### Actions to take
a) In the text on peak oil and central banks, what oil price range does the writer expect a recession to hold if supply stays at 84-85 MBD?
b) Pick up the text on peak oil and central bank policy right after its final sentence and continue it.

### Text segment

My personal feeling is that we will see some sort economic trouble both sides of the Atlantic in 2006. The tax risings of Greenspan (RIP - Retire in Peace) and Trichet will just offset Stagflation to good old regular Recession.
We should also consider the chance of an ease in Oil prices during next year. If supply can keep in the 84-85 MBD frame, a Recession will keep prices in the 50 - 70 US$ range, and might even lower that.
If the central banks don't raise taxes again, then inflation will set in, spiraling everything with it. Those news on coal yesterday where really scary.
Well, let me just wish a tranquil cozy Christmas to everyone reading this, and hope for some sort of miracle in 2006.
Peak oil will really put the central banks between the devil and the deep blue sea. If we have a sharp peak (rather than a plateau), the 3-4% annual declines, year after year, will trigger huge inflationary pressures, coupled with increasing unemployment ("stagflation").
If the central banks of the world decide to fight inflation, they will raise interest rates just as an oil supply-side recession takes hold. This is the same mistake the world's central banks made in the 1930s (but for a different reason). This has been called the "second mistake." It has been credibly argued that the "second mistake" turned a mere recession into the Great Depression of the 1930s.

### Given information
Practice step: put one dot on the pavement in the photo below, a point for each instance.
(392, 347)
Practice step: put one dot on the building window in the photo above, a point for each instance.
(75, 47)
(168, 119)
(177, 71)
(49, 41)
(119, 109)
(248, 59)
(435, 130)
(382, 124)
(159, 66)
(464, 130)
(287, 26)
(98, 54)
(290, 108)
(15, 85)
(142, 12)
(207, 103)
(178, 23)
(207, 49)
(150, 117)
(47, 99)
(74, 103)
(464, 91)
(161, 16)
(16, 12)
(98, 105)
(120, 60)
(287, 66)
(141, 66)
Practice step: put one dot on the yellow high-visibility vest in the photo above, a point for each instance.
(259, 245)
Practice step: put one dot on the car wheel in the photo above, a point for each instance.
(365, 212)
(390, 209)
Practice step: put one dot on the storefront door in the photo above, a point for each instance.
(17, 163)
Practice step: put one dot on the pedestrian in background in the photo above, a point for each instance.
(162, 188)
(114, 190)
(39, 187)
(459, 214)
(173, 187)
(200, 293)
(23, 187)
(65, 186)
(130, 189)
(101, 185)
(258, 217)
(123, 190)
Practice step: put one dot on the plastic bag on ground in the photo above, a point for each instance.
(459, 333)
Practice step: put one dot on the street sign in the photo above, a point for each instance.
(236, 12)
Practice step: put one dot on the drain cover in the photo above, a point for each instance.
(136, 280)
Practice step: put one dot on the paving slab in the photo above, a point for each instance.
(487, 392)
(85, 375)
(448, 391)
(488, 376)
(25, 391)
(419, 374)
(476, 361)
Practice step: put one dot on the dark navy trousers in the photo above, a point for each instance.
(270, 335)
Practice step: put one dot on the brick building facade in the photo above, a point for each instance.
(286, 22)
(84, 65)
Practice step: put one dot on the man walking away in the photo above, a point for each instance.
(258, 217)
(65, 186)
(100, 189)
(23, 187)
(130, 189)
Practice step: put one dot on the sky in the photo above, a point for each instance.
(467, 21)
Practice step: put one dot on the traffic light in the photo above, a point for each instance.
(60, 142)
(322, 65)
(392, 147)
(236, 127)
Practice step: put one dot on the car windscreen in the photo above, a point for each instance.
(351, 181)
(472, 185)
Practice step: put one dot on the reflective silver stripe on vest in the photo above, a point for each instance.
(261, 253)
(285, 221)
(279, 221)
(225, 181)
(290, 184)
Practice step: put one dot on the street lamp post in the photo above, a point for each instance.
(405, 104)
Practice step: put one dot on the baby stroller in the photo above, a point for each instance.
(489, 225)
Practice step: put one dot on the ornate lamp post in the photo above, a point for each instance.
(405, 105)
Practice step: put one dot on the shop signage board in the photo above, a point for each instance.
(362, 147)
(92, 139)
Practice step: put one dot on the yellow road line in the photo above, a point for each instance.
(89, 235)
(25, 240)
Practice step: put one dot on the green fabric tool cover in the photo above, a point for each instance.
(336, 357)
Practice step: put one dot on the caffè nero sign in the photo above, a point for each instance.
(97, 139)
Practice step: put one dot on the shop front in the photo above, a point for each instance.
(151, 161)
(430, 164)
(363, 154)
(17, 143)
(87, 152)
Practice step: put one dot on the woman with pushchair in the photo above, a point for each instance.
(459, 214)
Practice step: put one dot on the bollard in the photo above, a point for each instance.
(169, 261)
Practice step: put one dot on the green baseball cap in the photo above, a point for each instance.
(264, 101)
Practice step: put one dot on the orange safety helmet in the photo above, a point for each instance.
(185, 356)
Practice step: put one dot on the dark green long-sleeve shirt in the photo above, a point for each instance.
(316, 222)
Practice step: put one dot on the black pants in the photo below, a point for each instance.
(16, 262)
---
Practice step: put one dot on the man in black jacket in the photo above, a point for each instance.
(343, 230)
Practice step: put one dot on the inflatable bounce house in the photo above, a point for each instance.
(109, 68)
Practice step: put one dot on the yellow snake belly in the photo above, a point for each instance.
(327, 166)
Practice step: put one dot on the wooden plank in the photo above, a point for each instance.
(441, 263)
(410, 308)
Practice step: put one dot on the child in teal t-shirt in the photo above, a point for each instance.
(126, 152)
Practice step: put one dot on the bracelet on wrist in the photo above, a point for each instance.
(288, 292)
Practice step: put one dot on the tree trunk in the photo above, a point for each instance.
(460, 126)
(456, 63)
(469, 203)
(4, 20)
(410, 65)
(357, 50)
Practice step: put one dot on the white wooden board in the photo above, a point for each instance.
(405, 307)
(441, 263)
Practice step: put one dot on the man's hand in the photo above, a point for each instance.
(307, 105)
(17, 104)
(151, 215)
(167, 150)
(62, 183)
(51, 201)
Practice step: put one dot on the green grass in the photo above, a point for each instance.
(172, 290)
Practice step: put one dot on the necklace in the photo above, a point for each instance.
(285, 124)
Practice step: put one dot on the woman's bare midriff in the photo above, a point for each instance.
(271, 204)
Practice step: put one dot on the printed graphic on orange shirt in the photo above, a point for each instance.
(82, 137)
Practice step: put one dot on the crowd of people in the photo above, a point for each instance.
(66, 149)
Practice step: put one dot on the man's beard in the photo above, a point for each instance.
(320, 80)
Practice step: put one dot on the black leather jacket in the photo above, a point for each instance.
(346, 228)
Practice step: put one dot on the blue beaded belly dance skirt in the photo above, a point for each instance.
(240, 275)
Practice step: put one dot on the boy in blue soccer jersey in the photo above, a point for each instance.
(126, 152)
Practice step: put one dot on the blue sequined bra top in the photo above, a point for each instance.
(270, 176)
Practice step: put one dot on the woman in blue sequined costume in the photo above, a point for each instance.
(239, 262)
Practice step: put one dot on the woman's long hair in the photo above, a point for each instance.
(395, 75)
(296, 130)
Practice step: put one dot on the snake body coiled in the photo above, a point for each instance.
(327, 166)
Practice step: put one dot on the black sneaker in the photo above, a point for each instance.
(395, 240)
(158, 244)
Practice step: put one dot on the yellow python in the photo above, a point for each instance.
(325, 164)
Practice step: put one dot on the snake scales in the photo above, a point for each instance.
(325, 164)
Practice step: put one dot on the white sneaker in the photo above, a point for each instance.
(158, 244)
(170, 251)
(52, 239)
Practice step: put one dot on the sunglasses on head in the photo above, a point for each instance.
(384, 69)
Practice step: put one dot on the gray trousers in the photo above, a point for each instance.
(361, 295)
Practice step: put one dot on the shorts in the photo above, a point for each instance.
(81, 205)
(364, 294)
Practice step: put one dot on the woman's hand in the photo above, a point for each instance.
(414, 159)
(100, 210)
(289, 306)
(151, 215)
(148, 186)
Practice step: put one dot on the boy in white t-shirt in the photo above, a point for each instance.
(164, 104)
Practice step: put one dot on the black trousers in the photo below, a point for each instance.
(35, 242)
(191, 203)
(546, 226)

### Responses for each task
a) 50 to 70 US dollars.

b)
So, will history repeat itself? I believe the central banks are very fixated on fighting inflation. The generals fight the last war. If I am right, then when peak oil hits, we will see extremely high real interst rates. This will bring on a severe recession, and lower oil prices, temporairly. When it becomes a depression, the central banks will lower rates in a desperation move to stimulate the ecomony. But when they do that, inflation will skyrocket. What a mess it will be.
Where I would disagree with you is with the assertion that cutting interest rates in desperation would actually stimulate the economy. Even with nominal rates near zero, real rates could still be punishingly high in a negative inflation (deflationary) environment. During the implosion of the credit bubble, lowering interest rates should be the equivalent of pushing on a piece of string. The Japanese tried to stimulate their economy for years, cutting their rates to almost zero, but couldn't get nervous citizens to spend. I would expect the US government (and others) to try the same thing with the same result.
Once the deflationary impulse is spent, I would then expect hyperinflation in both Japan and the US. The generals would still be fighting the war on deflation as inflationary pressures loom. America should watch Japan as they are further along the path to hyperinflation. The US should catch up eventually though as the American crash should proceed more rapidly.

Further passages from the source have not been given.